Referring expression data
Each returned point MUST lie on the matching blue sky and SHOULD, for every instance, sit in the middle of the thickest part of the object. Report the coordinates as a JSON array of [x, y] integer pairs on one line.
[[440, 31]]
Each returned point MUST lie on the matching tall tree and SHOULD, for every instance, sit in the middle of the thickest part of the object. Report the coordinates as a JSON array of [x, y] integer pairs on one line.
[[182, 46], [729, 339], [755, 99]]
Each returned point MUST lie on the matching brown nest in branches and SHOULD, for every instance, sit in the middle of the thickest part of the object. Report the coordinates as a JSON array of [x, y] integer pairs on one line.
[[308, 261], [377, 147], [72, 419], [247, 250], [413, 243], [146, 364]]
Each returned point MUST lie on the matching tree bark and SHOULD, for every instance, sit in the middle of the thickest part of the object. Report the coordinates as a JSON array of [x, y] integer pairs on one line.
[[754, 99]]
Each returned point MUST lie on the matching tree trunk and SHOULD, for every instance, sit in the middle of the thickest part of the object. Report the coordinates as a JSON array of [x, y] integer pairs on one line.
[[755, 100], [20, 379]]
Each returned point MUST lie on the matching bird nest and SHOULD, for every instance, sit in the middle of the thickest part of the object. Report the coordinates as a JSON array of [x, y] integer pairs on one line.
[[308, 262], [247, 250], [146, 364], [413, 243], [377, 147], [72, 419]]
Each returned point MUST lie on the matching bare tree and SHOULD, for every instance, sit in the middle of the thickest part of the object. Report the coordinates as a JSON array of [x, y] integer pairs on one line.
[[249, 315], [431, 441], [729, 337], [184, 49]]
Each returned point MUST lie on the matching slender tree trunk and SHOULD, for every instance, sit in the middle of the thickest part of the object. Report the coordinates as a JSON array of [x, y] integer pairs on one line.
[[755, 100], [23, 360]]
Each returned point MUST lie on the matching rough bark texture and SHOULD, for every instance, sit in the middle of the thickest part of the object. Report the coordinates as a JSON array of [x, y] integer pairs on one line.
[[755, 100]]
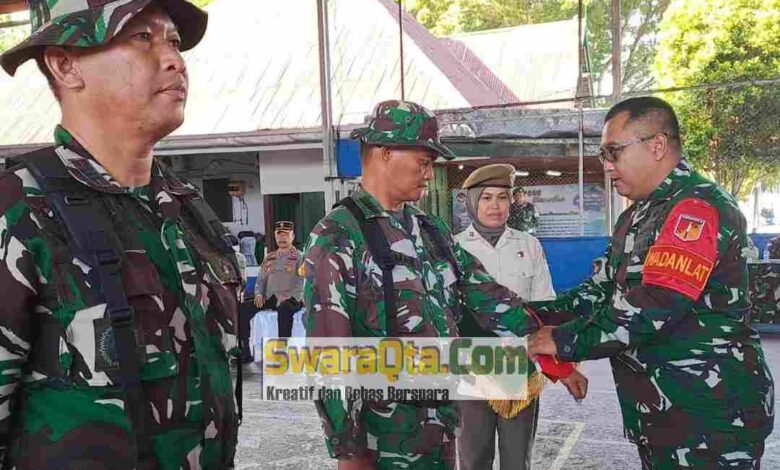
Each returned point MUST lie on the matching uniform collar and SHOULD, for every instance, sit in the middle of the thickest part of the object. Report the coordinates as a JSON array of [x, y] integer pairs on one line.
[[471, 233], [679, 177], [83, 167], [371, 207]]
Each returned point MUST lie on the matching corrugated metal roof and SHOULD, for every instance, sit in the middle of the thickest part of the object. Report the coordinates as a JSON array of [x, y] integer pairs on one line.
[[537, 62], [257, 68]]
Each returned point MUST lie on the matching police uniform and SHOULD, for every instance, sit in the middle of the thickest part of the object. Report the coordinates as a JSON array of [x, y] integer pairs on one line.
[[523, 217], [280, 282], [669, 309], [343, 282], [516, 261], [97, 276]]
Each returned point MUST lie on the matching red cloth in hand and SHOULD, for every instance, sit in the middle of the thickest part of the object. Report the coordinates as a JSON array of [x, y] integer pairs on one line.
[[553, 368]]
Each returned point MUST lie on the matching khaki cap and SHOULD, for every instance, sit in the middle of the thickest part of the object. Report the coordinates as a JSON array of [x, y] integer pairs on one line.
[[499, 175]]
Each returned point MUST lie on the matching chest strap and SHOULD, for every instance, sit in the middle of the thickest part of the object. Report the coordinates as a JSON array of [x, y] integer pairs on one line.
[[93, 240], [387, 259]]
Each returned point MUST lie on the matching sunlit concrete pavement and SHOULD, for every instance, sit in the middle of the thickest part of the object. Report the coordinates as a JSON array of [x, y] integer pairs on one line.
[[586, 436]]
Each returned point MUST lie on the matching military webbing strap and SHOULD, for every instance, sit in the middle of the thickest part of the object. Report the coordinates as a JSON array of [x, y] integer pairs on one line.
[[92, 238], [380, 250], [444, 248]]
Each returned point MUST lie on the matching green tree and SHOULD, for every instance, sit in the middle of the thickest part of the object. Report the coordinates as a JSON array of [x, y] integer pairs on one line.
[[732, 133], [10, 36], [639, 22]]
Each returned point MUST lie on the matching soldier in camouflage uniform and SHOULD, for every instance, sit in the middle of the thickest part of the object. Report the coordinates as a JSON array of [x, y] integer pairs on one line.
[[772, 250], [343, 292], [669, 307], [117, 71], [523, 215]]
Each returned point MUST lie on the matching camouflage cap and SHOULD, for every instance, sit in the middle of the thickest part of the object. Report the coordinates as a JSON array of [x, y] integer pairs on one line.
[[90, 23], [398, 122]]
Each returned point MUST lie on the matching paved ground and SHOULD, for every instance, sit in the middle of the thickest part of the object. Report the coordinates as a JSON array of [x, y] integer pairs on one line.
[[585, 436]]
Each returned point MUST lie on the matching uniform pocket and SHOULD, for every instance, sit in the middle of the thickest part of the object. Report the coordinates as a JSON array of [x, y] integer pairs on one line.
[[145, 292]]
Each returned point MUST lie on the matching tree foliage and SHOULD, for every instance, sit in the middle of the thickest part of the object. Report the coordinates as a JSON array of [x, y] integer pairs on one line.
[[733, 132], [639, 21], [9, 37]]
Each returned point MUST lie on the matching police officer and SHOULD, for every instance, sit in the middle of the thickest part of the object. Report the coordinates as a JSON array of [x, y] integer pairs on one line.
[[669, 307], [119, 284], [523, 215], [398, 148], [280, 283]]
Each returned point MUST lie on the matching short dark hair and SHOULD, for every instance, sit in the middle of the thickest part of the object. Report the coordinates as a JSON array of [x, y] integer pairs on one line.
[[365, 149], [39, 60], [649, 109]]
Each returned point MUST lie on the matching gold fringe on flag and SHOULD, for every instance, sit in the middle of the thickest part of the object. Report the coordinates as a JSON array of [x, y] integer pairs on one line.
[[508, 409]]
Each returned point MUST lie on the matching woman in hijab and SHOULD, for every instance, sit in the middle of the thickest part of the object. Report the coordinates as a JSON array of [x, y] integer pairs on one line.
[[516, 259]]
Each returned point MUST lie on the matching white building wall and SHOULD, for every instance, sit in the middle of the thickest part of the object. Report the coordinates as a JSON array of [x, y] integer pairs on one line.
[[286, 171]]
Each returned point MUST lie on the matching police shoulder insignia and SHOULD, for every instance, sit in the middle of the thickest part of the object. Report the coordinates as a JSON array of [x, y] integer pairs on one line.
[[686, 250]]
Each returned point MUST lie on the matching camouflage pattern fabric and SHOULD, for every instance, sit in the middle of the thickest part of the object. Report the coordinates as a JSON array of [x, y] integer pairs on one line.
[[523, 217], [91, 23], [772, 250], [690, 373], [343, 297], [764, 291], [398, 122], [62, 405]]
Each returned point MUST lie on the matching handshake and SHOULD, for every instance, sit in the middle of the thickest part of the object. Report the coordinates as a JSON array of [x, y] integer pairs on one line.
[[542, 347]]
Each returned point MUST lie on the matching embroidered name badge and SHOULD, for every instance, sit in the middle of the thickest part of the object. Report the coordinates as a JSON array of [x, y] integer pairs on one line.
[[684, 270], [686, 250], [688, 228]]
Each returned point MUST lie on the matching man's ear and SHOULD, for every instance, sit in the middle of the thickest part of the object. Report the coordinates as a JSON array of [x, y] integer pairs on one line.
[[63, 65], [660, 146], [386, 153]]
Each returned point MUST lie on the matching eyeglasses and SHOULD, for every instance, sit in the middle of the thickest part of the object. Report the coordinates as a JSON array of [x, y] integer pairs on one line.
[[611, 153]]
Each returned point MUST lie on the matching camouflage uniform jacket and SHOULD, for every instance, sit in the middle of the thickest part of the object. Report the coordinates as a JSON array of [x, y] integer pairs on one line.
[[669, 309], [772, 250], [62, 405], [523, 217], [344, 298]]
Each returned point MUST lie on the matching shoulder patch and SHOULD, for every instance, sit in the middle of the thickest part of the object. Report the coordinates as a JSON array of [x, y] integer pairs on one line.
[[688, 228], [685, 252]]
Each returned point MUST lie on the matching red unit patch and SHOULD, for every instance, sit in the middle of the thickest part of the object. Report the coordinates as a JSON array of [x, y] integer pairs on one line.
[[686, 251]]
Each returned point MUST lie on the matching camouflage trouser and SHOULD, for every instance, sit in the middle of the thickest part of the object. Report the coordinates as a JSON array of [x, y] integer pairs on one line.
[[733, 457], [412, 438]]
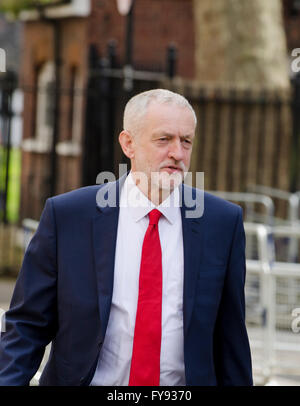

What you need to do:
Excluding the pictures, restate word for word the lines from the one that holds "Each returned point MUST lie on the matching man's" through the last line of the entries, both ends included.

Answer to the exercise:
Each returned point MUST lie on the matching man's ear and SHOULD, for every instance, sit in the middle of the thickest part of the object. Report the coordinates as a JSON array of [x, y] integer pairs on one line.
[[63, 65], [660, 146], [386, 153]]
Each returned point MUST lie on the matching eyeglasses and SHOULD, for every instance, sit in the middle of the thickest part of the object. Report the coordinates as a JSON array of [x, y] integer pairs on one line.
[[611, 153]]
Each returned point MUST lie on the matching camouflage uniform jacket and SHOULD, for every instance, sit in the middle of the thickest part of the object. Report the coordinates as a JSON array of [x, y] integer pairs on one line.
[[669, 309], [772, 250], [62, 405], [523, 217], [344, 298]]
Each returned point MUST lie on the matching shoulder patch and SHOULD, for every instance, sit in the middle of the thickest part of the object. Report the coordinates as a JSON array of [x, y] integer pairs on one line.
[[688, 228], [685, 252]]
Each returned point MUST lie on the matching red unit patch and SHOULD, for every instance, sit in the middle of the thickest part of the object. Report the coordinates as a JSON array of [x, y] integer pairs on one line.
[[686, 251]]
Each returned point MUST lie on the matching camouflage trouser and SHOULD, for every instance, sit in the middle of the thickest part of the object. Report the coordinates as a JSON array of [x, y] integer pairs on one line.
[[733, 457], [412, 438]]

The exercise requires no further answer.